--- TEXT FOR ANALYSIS Enclosed Below ---
Peace plan 'last chance for Syria'
Turkey has declared that a peace plan by UN envoy Kofi Annan is the "last chance" for the embattled Syrian regime and that it will face "strong measures" from the international community if it fails to implement the deal.
Foreign minister Ahmet Davutoglu did not specify what those measures might be, saying it was the responsibility of the UN Security Council to address the matter.
However, Russia and China have blocked action at the United Nations against Syrian president Bashar Assad, and Turkey and its allies are frustrated over the lack of international consensus on the Syrian crackdown.
Saudi Arabia and Qatar want to arm Syrian rebels, but Turkey and the United States have so far resisted the idea amid doubts over the composition of scattered opposition forces and fears that an influx of weapons into Syria could escalate the conflict.
Turkey, which shares a long border with Syria, is making contingency plans for a buffer zone in Syria if refugee flows become overwhelming.
Mr Davutoglu said there was a danger that Syria might try to use Mr Annan's plan as a way to buy time, promising to stop its attacks on the opposition, which includes rebel groups, but actually continuing with repression even though it agreed to the envoy's proposals.
"We support this initiative. At the same time, we know from the previous experiences that if the regime perceives that there is a new time being given to them because of this initiative, they continue to oppress more and to do more killing," he said.
Mr Annan's plan calls for an immediate, two-hour halt in fighting every day to allow humanitarian access and medical evacuations. The plan also outlines a complete cease-fire, but that will take more time because Syria must first move troops and equipment out of cities and towns. But clashes and protests broke out across many parts of Syria in a sign of how hard it will be for the plan to take hold.
Mr Davutoglu, whose government has said Mr Assad should resign, described Mr Annan's plan as the beginning of a process. The six-point deal also calls for an inclusive, Syrian-led political process to address the concerns of citizens.
"That's the minimum - what the regime must do and must do urgently without any delay," he said. "If that delay continues and people are being killed every day, more and more casualties being in the news, of course the hope for the Annan plan will be lost."
--- End of Enclosed TEXT FOR ANALYSIS ---
> WORK REQUEST: Check each statement against the article on the Syria peace plan and mark it yes or no, quoting the words of the article that decide it. 1. Turkey and the United States have backed arming the Syrian rebels. 2. Mr Annan's plan calls for a daily two-hour pause in fighting. 3. Mr Davutoglu said what the "strong measures" would be.
--- DATASET EXCERPTS Enclosed Below ---
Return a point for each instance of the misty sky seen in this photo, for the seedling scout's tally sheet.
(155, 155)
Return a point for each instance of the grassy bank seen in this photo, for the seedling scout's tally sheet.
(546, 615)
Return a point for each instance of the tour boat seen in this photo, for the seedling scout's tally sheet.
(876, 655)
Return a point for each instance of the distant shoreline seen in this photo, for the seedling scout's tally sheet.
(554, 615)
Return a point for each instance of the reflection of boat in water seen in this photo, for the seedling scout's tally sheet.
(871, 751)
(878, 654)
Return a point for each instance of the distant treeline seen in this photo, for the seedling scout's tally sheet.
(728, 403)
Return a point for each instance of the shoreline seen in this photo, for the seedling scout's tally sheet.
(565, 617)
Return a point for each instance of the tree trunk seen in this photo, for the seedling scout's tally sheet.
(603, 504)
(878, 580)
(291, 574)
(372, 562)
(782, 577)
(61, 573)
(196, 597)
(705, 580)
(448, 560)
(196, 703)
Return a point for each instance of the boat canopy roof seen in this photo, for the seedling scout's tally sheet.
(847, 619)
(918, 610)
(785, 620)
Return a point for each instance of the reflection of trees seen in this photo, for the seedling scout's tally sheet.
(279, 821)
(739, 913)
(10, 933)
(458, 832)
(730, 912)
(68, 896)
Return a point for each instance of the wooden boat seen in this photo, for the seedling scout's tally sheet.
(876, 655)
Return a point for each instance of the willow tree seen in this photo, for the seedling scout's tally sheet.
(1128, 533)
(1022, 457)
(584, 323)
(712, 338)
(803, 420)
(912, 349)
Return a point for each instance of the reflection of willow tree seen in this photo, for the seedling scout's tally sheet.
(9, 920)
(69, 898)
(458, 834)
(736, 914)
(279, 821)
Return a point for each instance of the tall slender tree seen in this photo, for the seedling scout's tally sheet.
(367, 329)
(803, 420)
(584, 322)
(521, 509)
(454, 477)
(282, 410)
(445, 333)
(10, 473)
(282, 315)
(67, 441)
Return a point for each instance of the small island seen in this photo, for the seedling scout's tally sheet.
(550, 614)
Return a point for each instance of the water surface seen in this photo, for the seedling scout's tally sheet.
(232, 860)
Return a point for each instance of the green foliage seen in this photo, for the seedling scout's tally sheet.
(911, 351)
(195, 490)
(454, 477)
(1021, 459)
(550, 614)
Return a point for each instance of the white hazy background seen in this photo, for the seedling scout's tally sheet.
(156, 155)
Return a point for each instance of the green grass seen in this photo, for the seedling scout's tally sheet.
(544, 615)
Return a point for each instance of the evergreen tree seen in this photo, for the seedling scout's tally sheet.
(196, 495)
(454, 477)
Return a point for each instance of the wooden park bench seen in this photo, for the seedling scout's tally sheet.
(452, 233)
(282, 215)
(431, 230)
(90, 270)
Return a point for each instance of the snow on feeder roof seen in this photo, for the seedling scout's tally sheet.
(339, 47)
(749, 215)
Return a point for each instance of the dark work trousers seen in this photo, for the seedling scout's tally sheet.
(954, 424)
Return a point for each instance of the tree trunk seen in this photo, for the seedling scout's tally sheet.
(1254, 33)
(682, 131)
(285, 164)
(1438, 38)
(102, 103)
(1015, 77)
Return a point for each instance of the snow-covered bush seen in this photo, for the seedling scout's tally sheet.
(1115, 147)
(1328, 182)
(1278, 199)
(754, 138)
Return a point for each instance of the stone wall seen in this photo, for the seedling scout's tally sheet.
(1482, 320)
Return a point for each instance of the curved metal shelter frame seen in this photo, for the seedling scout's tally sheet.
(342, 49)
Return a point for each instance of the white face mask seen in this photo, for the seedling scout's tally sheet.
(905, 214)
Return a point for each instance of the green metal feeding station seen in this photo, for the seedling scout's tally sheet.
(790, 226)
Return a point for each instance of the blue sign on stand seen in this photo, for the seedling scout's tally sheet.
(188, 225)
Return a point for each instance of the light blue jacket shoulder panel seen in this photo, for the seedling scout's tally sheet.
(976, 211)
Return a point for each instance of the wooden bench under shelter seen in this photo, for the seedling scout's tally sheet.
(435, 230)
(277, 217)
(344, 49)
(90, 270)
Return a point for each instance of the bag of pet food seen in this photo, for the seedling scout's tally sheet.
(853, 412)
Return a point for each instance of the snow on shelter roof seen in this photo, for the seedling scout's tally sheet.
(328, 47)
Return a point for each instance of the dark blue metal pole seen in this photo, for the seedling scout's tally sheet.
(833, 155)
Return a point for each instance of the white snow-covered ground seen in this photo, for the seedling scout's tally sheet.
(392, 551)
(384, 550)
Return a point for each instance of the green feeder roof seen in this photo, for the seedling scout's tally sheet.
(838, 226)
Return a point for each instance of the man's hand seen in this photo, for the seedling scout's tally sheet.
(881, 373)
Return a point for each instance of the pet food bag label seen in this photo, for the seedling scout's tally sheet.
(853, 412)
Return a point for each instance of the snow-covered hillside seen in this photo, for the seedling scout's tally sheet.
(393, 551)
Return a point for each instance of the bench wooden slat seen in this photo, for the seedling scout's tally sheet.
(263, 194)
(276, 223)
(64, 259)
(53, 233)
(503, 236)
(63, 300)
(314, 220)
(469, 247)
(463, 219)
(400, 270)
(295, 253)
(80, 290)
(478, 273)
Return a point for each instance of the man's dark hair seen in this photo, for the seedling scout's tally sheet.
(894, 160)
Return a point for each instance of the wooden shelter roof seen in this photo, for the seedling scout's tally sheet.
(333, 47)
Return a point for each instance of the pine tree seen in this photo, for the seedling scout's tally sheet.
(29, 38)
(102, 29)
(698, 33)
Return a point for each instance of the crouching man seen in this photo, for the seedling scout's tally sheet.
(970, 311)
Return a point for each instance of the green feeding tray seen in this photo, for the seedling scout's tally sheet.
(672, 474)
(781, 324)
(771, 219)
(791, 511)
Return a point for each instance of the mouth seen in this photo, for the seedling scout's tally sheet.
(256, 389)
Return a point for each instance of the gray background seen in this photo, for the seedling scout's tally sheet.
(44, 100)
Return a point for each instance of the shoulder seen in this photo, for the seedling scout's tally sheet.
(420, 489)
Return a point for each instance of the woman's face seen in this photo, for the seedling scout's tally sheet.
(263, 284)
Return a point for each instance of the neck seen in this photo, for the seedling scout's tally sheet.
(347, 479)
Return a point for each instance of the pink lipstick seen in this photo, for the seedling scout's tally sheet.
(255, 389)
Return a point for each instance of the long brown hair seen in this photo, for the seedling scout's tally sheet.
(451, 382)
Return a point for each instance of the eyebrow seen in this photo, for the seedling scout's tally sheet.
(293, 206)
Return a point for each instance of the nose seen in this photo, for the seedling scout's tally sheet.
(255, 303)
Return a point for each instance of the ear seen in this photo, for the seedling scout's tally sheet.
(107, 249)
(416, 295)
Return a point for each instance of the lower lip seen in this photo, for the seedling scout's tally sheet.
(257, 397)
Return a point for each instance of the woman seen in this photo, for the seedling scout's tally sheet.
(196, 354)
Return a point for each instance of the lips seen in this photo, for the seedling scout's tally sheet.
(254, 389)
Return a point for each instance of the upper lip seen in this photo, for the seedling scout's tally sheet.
--- End of Enclosed DATASET EXCERPTS ---
> RESULT FOR THIS TASK:
1. No: "Turkey and the United States have so far resisted the idea"
2. Yes: "an immediate, two-hour halt in fighting every day"
3. No: "did not specify what those measures might be"